• ACTIVITY
Copy out precisely the line that holds "of the bush" and all the lines following it in the data, up to and including the last one, and no others.

[MATERIAL TO PROCESS — start]

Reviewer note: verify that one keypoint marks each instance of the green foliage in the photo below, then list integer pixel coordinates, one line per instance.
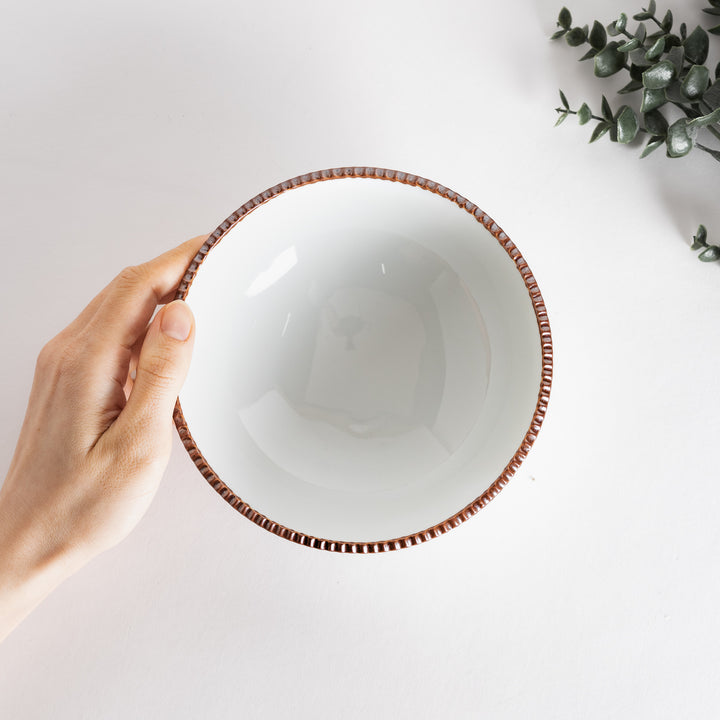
(709, 252)
(669, 68)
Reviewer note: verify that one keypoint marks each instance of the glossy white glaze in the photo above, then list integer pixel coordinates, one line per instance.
(367, 359)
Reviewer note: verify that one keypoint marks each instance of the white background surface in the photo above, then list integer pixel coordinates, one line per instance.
(589, 588)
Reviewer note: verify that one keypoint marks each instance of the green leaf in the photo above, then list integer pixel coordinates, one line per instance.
(576, 37)
(584, 114)
(678, 140)
(565, 19)
(655, 123)
(609, 61)
(606, 110)
(697, 46)
(656, 49)
(629, 45)
(659, 75)
(700, 237)
(627, 125)
(674, 94)
(710, 254)
(591, 53)
(677, 57)
(600, 129)
(632, 86)
(667, 21)
(653, 144)
(598, 36)
(695, 82)
(638, 63)
(705, 120)
(652, 99)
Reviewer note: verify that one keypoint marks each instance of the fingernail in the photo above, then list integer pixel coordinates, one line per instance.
(176, 321)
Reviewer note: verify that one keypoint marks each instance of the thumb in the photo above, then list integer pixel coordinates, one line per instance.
(162, 366)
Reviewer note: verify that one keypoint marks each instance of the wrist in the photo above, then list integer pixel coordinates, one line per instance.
(31, 565)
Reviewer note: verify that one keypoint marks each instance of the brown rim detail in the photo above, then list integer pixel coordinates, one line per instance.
(546, 378)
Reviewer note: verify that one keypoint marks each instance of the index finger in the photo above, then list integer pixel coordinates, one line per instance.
(122, 311)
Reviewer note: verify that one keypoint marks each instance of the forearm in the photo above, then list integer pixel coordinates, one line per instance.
(30, 567)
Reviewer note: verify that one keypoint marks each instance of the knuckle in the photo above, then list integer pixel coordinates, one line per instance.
(158, 370)
(131, 276)
(58, 355)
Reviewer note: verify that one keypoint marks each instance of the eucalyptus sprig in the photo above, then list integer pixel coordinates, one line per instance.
(709, 252)
(679, 101)
(668, 68)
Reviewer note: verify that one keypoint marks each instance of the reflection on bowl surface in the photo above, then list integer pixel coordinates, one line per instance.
(374, 366)
(367, 359)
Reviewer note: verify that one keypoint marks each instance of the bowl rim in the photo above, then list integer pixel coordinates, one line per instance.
(360, 547)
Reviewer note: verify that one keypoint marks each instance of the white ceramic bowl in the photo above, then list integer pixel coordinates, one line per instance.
(372, 359)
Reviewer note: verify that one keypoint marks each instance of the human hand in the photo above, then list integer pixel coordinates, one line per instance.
(95, 442)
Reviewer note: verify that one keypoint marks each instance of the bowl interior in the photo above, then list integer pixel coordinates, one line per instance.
(367, 359)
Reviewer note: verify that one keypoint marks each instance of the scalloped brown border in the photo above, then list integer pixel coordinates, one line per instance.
(543, 396)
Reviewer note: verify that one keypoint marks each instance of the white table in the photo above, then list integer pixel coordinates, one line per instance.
(589, 588)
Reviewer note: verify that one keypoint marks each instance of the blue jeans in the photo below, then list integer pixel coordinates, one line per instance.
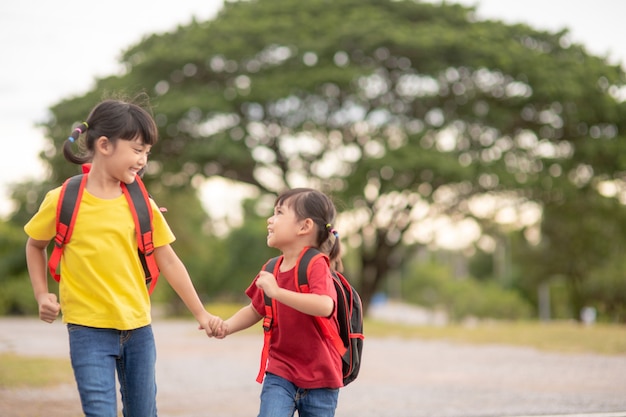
(97, 354)
(281, 398)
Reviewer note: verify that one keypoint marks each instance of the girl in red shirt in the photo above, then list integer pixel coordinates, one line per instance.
(303, 369)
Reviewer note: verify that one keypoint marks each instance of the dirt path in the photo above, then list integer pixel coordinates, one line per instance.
(399, 378)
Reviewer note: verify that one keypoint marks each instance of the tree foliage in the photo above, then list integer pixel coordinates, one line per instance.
(402, 111)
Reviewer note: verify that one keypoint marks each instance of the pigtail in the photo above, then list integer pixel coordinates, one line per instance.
(334, 251)
(68, 151)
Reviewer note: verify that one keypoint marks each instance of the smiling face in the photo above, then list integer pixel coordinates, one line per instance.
(128, 158)
(283, 227)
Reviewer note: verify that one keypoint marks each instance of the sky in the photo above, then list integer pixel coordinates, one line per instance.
(52, 51)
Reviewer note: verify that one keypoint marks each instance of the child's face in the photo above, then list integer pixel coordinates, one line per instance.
(282, 227)
(130, 157)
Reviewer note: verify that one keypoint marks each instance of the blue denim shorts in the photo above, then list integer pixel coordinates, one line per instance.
(281, 398)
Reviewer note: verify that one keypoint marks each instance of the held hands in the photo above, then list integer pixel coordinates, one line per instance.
(211, 325)
(49, 307)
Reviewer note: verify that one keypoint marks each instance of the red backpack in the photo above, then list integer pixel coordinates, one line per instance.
(349, 340)
(139, 203)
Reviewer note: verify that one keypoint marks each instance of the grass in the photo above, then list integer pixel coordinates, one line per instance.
(25, 371)
(556, 336)
(559, 337)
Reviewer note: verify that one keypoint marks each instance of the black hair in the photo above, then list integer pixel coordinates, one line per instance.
(308, 203)
(115, 119)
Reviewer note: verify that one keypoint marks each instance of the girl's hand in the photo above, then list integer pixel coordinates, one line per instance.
(267, 282)
(49, 307)
(211, 324)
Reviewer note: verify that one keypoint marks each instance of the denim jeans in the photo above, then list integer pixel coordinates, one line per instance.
(97, 354)
(281, 398)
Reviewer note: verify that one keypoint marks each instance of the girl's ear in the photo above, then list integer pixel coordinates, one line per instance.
(306, 226)
(103, 145)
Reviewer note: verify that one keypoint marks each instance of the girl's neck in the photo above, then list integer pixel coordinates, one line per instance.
(290, 257)
(103, 186)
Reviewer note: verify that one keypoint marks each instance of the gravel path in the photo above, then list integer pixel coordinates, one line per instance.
(399, 378)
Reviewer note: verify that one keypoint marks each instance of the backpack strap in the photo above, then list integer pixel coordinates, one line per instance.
(268, 321)
(139, 203)
(71, 192)
(140, 208)
(303, 266)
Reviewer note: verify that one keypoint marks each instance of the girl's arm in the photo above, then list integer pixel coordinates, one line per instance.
(177, 276)
(36, 259)
(242, 319)
(307, 303)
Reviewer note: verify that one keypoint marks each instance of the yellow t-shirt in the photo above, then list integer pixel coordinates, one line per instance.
(102, 281)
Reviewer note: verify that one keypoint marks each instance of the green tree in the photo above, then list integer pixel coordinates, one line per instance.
(401, 110)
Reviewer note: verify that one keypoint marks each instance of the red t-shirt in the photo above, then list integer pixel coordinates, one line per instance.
(298, 351)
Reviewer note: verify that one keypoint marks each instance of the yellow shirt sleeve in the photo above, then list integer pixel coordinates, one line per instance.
(102, 279)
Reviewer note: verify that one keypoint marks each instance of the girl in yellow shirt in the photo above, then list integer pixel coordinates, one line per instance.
(102, 290)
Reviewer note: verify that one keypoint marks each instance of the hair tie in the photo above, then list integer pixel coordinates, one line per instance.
(331, 229)
(73, 137)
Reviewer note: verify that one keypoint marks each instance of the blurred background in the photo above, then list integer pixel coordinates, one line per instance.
(473, 149)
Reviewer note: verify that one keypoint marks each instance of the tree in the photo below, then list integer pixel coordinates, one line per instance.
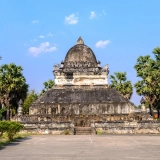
(47, 85)
(148, 70)
(13, 86)
(120, 83)
(31, 97)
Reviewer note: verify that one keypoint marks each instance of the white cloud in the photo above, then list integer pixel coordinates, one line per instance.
(35, 21)
(43, 48)
(104, 12)
(92, 15)
(102, 44)
(71, 19)
(41, 36)
(50, 34)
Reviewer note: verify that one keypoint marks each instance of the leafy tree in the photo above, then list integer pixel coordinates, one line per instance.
(13, 86)
(31, 97)
(2, 110)
(47, 85)
(148, 70)
(120, 83)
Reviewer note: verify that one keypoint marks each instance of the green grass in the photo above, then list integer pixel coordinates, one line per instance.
(4, 139)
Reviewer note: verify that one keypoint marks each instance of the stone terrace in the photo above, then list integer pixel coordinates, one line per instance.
(86, 147)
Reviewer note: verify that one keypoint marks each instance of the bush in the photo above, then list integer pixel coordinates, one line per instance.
(3, 127)
(11, 128)
(66, 132)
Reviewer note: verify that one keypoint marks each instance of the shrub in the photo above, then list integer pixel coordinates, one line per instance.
(11, 128)
(66, 132)
(3, 127)
(99, 131)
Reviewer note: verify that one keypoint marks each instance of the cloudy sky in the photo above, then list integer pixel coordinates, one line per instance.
(37, 34)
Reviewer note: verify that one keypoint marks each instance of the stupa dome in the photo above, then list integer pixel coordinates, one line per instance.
(80, 53)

[MATERIAL TO PROCESS — finish]

• RESPONSE FOR THIS EXERCISE
Reviewer note: verify that one keypoint marks each instance of the bush in the photo above, then list integer pixel coordinates, one line per instance.
(3, 127)
(11, 128)
(66, 132)
Reviewer note: verify that one keypoint marks each instance of the shrub in the photo above, then list integer pixel coordinates, one line per instance.
(11, 128)
(66, 132)
(3, 127)
(99, 131)
Reviewer note: verify that one keypoint marks each instance of the cloudy sky in the photo above, then list integer pixel coordinates, one line per instance.
(37, 34)
Reviewer note: verify that one keypoint marks each instance of the stupa dome in the photo above, then list integer pixel coordinates, one line per instance.
(80, 53)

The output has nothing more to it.